» **Directions for this task**
Reproduce the lines of the data below verbatim, starting at the line containing "Pretty please, detect the dark" and ending at the line containing "[723,642,834,716]", both included. Copy no other lines.

» **Records for processing**
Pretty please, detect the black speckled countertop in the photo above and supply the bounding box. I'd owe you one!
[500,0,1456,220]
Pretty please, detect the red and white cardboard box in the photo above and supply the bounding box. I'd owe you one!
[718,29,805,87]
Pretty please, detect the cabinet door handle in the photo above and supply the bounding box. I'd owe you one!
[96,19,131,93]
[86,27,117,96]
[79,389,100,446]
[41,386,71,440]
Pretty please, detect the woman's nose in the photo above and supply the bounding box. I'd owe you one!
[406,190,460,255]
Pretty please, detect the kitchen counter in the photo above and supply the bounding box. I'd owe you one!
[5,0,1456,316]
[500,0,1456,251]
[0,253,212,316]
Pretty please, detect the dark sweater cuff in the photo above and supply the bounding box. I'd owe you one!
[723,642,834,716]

==

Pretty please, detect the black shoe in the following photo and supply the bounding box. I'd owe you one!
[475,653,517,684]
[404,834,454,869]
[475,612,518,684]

* * *

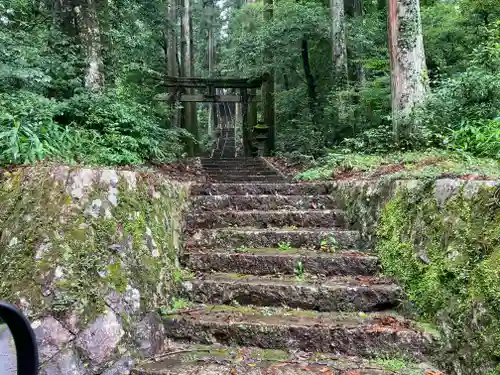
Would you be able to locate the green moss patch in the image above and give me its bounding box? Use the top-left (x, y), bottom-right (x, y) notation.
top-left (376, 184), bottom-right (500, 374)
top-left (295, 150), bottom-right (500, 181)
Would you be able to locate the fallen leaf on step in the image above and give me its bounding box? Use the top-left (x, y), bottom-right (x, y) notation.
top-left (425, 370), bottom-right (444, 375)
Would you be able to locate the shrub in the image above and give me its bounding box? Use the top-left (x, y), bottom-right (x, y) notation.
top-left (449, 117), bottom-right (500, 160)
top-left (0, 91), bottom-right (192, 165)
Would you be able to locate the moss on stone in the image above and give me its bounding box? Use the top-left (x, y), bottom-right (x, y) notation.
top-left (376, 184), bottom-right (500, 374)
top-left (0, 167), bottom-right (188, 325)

» **Problem solution**
Pretty please, detect the dark sweater cuff in the photo above and supply the bounding box. I'd owe you one!
[723,642,834,716]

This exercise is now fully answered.